── Текст для чтения

Однажды летом к вечеру вдруг заметались по двору бабы, всполошились старухи: «Ведьма помирает! Ведьма помирает!» Большой толпой, превозмогая страх, сорвали дверь, ввалились к ней в комнату, напирая друг на друга и спотыкаясь о порог.
«Померла, померла уж ведьма-то».
Мне ничего не было видно из-за спин, я стал разглядывать стены и потолок. Пахло, как на чердаке, – пылью и плесенью. На одной стене висела большая фотография под стеклом: молодой офицер с лихими усиками и смущенно улыбающаяся девушка в белом подвенечном платье.
Долго в этот вечер не утихало во дворе возбуждение. Стояли кучками, толковали про ведьму. Какая-то древняя бабка рассказывала: «Образованная была барыня, говорят, десять языков знала. Сразу в восемнадцатом-то году жених ее сбежал на юг, к белым, офицер был, да так и не вернулся – говорили, что убили его. Она же вот все не верила, все ждала». В других же кучках толковали больше про то, что освободилась теперь комната и кому она может достаться.

────

Задания для работы —
(a) Перепишите из текста слово в слово отрывок, начиная с «Долго в этот» и заканчивая «она может достаться.».
(b) Выпишите из текста все существительные, которыми называют женщин.
(c) Куда, по рассказу бабки из текста, сбежал в восемнадцатом году жених барыни?
Записи ниже взяты из другого источника.

── Раздел с данными

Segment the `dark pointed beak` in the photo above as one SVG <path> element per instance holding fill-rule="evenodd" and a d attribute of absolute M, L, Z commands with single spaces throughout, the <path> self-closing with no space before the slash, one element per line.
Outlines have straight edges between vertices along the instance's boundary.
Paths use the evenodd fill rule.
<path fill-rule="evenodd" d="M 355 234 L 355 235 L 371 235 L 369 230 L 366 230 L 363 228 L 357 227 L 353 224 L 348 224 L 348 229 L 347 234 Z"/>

────
── Раздел с данными

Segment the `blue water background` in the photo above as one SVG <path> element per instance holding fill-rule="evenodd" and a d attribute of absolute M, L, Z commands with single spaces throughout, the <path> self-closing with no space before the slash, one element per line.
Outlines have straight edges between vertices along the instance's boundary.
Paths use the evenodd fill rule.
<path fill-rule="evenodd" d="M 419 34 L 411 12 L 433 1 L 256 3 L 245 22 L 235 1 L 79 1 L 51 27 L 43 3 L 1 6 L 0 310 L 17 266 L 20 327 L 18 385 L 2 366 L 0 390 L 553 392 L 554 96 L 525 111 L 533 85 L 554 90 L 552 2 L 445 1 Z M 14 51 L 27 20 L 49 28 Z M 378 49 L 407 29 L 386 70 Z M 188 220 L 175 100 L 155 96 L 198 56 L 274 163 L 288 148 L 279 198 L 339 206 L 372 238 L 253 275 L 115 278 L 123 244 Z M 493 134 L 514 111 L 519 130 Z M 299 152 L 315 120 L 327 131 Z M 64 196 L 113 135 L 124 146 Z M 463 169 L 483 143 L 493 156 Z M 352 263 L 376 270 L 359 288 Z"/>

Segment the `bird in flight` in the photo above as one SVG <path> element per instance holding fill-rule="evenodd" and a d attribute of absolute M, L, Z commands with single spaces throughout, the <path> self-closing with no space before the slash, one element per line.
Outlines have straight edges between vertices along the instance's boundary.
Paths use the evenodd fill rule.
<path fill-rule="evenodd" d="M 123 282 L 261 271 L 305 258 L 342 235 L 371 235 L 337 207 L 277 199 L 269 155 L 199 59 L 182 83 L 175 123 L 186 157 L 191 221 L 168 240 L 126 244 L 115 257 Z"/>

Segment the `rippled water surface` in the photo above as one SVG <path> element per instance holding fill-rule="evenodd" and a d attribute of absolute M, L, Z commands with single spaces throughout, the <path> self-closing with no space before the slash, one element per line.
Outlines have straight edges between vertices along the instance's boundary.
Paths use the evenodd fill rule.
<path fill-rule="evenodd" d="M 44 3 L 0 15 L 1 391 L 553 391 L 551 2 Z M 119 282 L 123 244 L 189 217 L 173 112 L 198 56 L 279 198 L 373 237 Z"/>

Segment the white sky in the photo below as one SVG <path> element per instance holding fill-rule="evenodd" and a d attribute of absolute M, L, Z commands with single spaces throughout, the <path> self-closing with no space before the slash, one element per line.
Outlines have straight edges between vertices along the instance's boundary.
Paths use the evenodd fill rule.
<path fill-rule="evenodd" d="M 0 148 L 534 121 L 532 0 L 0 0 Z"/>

────
── Раздел с данными

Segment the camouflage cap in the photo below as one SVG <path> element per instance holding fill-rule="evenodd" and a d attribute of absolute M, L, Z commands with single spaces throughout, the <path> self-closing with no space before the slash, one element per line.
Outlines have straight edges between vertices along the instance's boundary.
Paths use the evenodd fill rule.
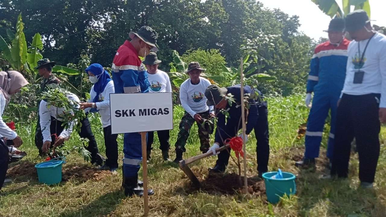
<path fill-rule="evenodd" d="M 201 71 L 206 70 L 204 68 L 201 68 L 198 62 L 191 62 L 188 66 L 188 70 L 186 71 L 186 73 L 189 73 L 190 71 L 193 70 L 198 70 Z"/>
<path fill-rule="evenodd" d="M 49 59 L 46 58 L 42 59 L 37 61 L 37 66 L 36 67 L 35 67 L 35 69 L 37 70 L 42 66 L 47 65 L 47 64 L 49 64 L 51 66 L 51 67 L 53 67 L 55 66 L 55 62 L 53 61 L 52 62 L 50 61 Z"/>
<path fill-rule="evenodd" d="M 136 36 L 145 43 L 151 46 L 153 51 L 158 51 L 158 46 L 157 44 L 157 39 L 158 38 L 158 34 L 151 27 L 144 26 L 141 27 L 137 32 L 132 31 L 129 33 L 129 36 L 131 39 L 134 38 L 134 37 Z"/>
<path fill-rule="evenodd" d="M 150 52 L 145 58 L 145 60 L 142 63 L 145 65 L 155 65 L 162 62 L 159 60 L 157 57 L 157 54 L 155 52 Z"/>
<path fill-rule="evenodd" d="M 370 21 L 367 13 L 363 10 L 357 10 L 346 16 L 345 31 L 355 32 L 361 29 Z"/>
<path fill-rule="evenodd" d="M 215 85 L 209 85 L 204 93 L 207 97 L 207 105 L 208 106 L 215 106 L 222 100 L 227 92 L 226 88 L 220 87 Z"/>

────

Ответы к заданиям —
(a)
Долго в этот вечер не утихало во дворе возбуждение. Стояли кучками, толковали про ведьму. Какая-то древняя бабка рассказывала: «Образованная была барыня, говорят, десять языков знала. Сразу в восемнадцатом-то году жених ее сбежал на юг, к белым, офицер был, да так и не вернулся – говорили, что убили его. Она же вот все не верила, все ждала». В других же кучках толковали больше про то, что освободилась теперь комната и кому она может достаться.

(b) бабы, старухи, ведьма, девушка, бабка, барыня

(c) На юг, к белым.